» **Task goal**:
Give every one of the rows below as a Markdown table with two columns, Line No. and Text, numbering each line and leaving out blank lines.

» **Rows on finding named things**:
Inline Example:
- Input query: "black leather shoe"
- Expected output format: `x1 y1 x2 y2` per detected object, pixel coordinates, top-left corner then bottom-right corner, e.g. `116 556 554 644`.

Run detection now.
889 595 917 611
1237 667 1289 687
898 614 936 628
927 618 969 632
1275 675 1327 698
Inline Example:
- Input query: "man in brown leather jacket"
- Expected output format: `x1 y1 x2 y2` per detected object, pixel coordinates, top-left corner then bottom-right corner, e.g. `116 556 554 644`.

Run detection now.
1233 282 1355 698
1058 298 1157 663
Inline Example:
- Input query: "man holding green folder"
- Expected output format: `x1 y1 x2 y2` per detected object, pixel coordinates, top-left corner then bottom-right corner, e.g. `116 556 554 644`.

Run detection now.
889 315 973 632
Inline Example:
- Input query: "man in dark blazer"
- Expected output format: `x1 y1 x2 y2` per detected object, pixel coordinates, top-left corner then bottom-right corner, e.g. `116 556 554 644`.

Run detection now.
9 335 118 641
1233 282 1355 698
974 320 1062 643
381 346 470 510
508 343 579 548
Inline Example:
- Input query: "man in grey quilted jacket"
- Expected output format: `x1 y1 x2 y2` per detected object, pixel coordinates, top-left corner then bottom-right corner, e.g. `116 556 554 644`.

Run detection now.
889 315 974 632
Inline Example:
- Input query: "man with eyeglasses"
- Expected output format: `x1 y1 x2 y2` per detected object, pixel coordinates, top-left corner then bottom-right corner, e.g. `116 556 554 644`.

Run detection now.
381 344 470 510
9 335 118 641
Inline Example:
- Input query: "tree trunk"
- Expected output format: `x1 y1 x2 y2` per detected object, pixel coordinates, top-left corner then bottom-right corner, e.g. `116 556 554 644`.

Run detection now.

» **Completed exercise**:
| Line No. | Text |
|---|---|
| 1 | Inline Example: |
| 2 | - Input query: "black leather shoe" |
| 3 | - Expected output format: `x1 y1 x2 y2` per detected object, pixel coordinates, top-left corner then bottom-right corner, e.g. `116 556 554 644`. |
| 4 | Run detection now. |
| 5 | 889 595 917 611 |
| 6 | 1237 667 1289 687 |
| 7 | 898 614 936 628 |
| 8 | 927 618 969 632 |
| 9 | 1275 675 1327 698 |
| 10 | Inline Example: |
| 11 | - Input query: "man in brown leather jacket" |
| 12 | - Expected output format: `x1 y1 x2 y2` per detected object, pixel coordinates, top-left corner then bottom-right corner, e.g. `116 556 554 644`. |
| 13 | Run detection now. |
| 14 | 1233 282 1355 698 |
| 15 | 1058 298 1157 663 |
| 16 | Inline Example: |
| 17 | - Input query: "man holding green folder" |
| 18 | - Expected output format: `x1 y1 x2 y2` per detected object, pixel coordinates, top-left corner then bottom-right corner, e.g. `116 556 554 644`. |
| 19 | Run detection now. |
| 20 | 889 315 973 632 |
| 21 | Inline Example: |
| 22 | - Input query: "man in dark blazer" |
| 23 | - Expected output format: `x1 y1 x2 y2` per detected object, pixel coordinates, top-left corner then bottom-right corner, e.g. `116 556 554 644`. |
| 24 | Run detection now. |
| 25 | 9 335 118 641 |
| 26 | 1233 282 1355 698 |
| 27 | 974 320 1062 643 |
| 28 | 381 346 470 510 |
| 29 | 508 343 579 548 |
| 30 | Inline Example: |
| 31 | - Input query: "man in grey quilted jacket" |
| 32 | - Expected output format: `x1 y1 x2 y2` per detected object, pixel coordinates, top-left corner then bottom-right corner, e.g. `116 556 554 644`. |
| 33 | Run detection now. |
| 34 | 889 315 974 632 |
| 35 | Inline Example: |
| 36 | - Input query: "man with eyeglasses" |
| 37 | - Expected output format: `x1 y1 x2 y2` per detected object, pixel coordinates, top-left corner then bottom-right corner, e.g. `116 556 554 644`. |
| 38 | Run detection now. |
| 39 | 381 344 470 510 |
| 40 | 9 335 118 641 |
| 41 | Inline Example: |
| 42 | - Input query: "tree trunk" |
| 43 | - Expected output format: `x1 y1 x2 y2` per detected object, pixel coordinates, top-left corner then bottom-right corner, e.g. `116 556 554 644`. |
| 44 | Run detection now. |